I truly hope that everyone has the opportunity that I had to experience another culture, whether it is in Israel or somewhere else in the world. I know I have a bit of wanderlust and understand that not everyone feels the same about traveling. But, I think you also get to know your own culture and country by visiting other ones. I now know what about the United States I like and aspects that I don’t agree with. I know what I love about Israelis and what I could probably live without.
I want to thank my family and friends (especially my parents) for making all of this possible. I seriously don’t know what I would do without you guys or who would keep me sane in crazy situations. I need you people in my life to calm me down during hectic times and to celebrate with me in times of happiness.
For example, my flight today. I was supposed to be on an 11:30pm flight from Tel Aviv to Philly then to Chicago. I sat calmly on the runway after the flight was already delayed for an hour. Three hours passed and the pilot informed us that the flight was being cancelled. After a frantic panic attack from me, I Facebooked my mom about the situation. In a matter of minutes, I was booked on the next flight to London then to Chicago. Mom makes moves, let me tell you! I ended up meeting amazing people on my flights (shout out to all that helped me with my oversize and massive bags) and although I literally spirited across London Heathrow airport to make my connecting flight, it gave me an adrenaline rush and I have the sweat marks to prove it!
Israel is just an amazing place. Period. I don’t know what else to say. These two-months flew by and in the blink of an eye they were over. I definitely have no regrets but I do feel in a way that I turned my back on Israel. We lived like Israelis for two-months and then just left when it was our time to go. I hated leaving during the situation and felt as if I were letting down my people. Not that I myself have that big of an impact on Israel, but I just felt a sense of remorse. But, I know I’ll be back next year. Whether taking classes, working, volunteering, or something else, I know I’ll be back. It wasn’t a “goodbye” to Israel but more of a “see you later.”
I have a favorite quote that perfectly summed up my time in Florence as it does for Israel as well. “You get a strange feeling when you’re about to leave a place. You’ll not only miss the people you love, but you’ll miss the person you are now at this time and place because you’ll never be this way again.” Peace out Tel Aviv, I’ll be back for you someday soon!

DATA SHOWN =>
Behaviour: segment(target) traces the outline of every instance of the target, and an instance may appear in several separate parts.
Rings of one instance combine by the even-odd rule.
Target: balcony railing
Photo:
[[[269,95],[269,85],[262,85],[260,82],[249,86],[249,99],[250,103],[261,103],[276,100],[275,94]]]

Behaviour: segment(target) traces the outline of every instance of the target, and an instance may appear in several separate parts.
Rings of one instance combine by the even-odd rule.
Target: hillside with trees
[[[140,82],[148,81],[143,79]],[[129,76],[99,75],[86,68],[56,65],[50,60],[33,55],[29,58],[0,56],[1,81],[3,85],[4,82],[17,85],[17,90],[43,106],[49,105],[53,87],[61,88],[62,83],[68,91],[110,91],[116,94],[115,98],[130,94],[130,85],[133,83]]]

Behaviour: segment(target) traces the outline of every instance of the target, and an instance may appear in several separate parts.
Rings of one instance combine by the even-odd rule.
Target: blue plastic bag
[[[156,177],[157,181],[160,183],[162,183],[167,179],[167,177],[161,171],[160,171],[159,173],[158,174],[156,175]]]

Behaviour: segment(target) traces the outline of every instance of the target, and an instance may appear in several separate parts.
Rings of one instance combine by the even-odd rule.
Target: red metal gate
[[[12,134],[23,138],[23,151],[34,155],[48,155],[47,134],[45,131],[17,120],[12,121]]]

REQUIREMENT 1 => Using the reflection on leaving Israel, decide whether each statement agrees with it: (a) the original flight was to go from Tel Aviv to Philly and then to Chicago; (b) the replacement flight went by way of Paris; (c) the stay in Israel lasted three months. Answer yes or no for each and quote the deciding words.
REQUIREMENT 2 => Return the passage of the reflection on leaving Israel starting with "For example, my" and going on through "to prove it!".

RESPONSE BOX 1 =>
(a) Yes: "I was supposed to be on an 11:30pm flight from Tel Aviv to Philly then to Chicago."
(b) No: "I was booked on the next flight to London then to Chicago."
(c) No: "These two-months flew by and in the blink of an eye they were over."

RESPONSE BOX 2 =>
For example, my flight today. I was supposed to be on an 11:30pm flight from Tel Aviv to Philly then to Chicago. I sat calmly on the runway after the flight was already delayed for an hour. Three hours passed and the pilot informed us that the flight was being cancelled. After a frantic panic attack from me, I Facebooked my mom about the situation. In a matter of minutes, I was booked on the next flight to London then to Chicago. Mom makes moves, let me tell you! I ended up meeting amazing people on my flights (shout out to all that helped me with my oversize and massive bags) and although I literally spirited across London Heathrow airport to make my connecting flight, it gave me an adrenaline rush and I have the sweat marks to prove it!